■ **EXTRACT**
────────
= Ingrid Svantepolksdotter =

Swedish abbess (fl. 1350)

Ingrid Svantepolksdotter (floruit 1350) was a Swedish noblewoman and abbess of Vreta Abbey, serving from 1323 to 1344. She is also known as the central figure in one of the incidents known as the Maiden Abduction from Vreta, in which she was abducted from the abbey by the man she later married.

Ingrid was the daughter of Svantepolk of Viby and Benedicta of Bjelbo, and was therefore a niece of Queen Catherine of Sweden. She was engaged to the Danish noble David Torstensson, but was placed at Vreta Abbey as a child to be educated before her marriage. Her sister Catherine was also placed at the abbey, although in her case with the intention of joining the religious order.
────────
■ **STORED ROWS**
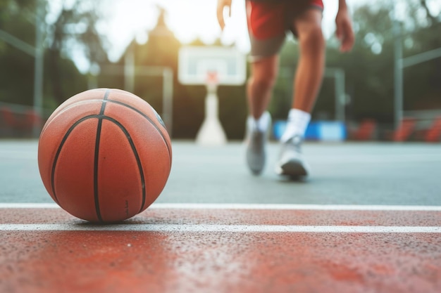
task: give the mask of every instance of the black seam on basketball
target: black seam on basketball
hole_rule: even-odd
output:
[[[99,111],[99,115],[98,118],[98,125],[97,126],[97,137],[95,138],[95,154],[94,157],[94,198],[95,201],[95,211],[97,212],[97,217],[100,222],[103,221],[103,218],[101,215],[101,211],[99,209],[99,197],[98,195],[98,165],[99,163],[99,143],[101,141],[101,129],[103,124],[103,115],[104,114],[104,110],[106,109],[106,105],[107,104],[107,98],[110,93],[110,90],[106,90],[104,93],[104,97],[101,105],[101,110]]]
[[[51,172],[51,188],[52,188],[52,194],[54,195],[54,197],[55,197],[56,202],[58,204],[60,204],[60,202],[58,202],[58,199],[56,196],[56,193],[55,193],[55,181],[55,181],[55,168],[56,167],[56,163],[58,160],[58,157],[60,156],[60,153],[61,152],[61,149],[63,148],[63,146],[64,145],[64,143],[66,143],[66,141],[68,139],[69,134],[70,134],[70,133],[73,131],[73,129],[75,129],[80,123],[89,118],[97,118],[97,117],[99,117],[98,115],[92,115],[85,116],[80,119],[79,120],[77,120],[73,124],[72,124],[72,126],[69,128],[69,129],[68,129],[66,134],[63,137],[63,139],[61,140],[61,142],[60,143],[60,145],[58,145],[58,148],[56,150],[55,157],[54,158],[54,163],[52,164],[52,171]]]
[[[105,119],[106,120],[108,120],[114,123],[117,126],[118,126],[120,129],[121,129],[121,131],[124,133],[124,134],[125,134],[127,140],[130,144],[130,148],[132,148],[132,151],[133,152],[133,155],[135,155],[135,159],[136,159],[136,163],[137,163],[137,165],[138,166],[138,169],[139,170],[139,176],[141,178],[141,185],[142,187],[142,202],[141,207],[139,208],[139,212],[141,212],[142,211],[142,208],[144,207],[144,205],[145,204],[145,201],[146,201],[145,178],[144,178],[144,171],[142,169],[142,164],[141,163],[141,158],[139,157],[139,155],[138,154],[138,152],[136,149],[135,143],[133,142],[133,140],[130,137],[130,134],[129,133],[129,131],[118,120],[116,120],[114,118],[110,117],[108,116],[105,116],[105,115],[102,115],[101,119]]]
[[[139,111],[138,109],[128,105],[125,103],[123,102],[120,102],[119,100],[108,100],[108,102],[111,103],[114,103],[116,104],[118,104],[118,105],[121,105],[123,106],[127,107],[129,109],[131,109],[134,111],[135,111],[136,112],[140,114],[143,117],[144,117],[145,119],[147,119],[154,126],[154,128],[156,129],[156,130],[158,131],[158,132],[159,133],[159,134],[161,135],[161,136],[162,137],[162,139],[164,141],[164,143],[166,143],[166,146],[167,147],[167,150],[168,150],[168,159],[169,159],[169,162],[170,162],[170,167],[171,168],[171,161],[172,161],[172,158],[171,158],[171,152],[170,152],[170,146],[168,145],[168,143],[167,142],[167,140],[166,139],[166,137],[164,136],[164,134],[162,133],[162,131],[161,131],[161,129],[159,129],[159,127],[158,127],[158,126],[156,124],[156,123],[154,123],[154,122],[150,119],[150,117],[149,116],[147,116],[146,114],[144,114],[144,112]]]

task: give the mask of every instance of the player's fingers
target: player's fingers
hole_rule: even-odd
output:
[[[219,22],[219,26],[220,27],[221,30],[223,30],[225,26],[225,20],[223,19],[223,7],[224,6],[221,5],[218,6],[217,11],[218,22]]]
────────
■ **WHAT THIS TASK INVOLVES**
According to the article on Ingrid Svantepolksdotter, which abbey did she lead?

■ **ANSWER TO THE PROBLEM**
Vreta Abbey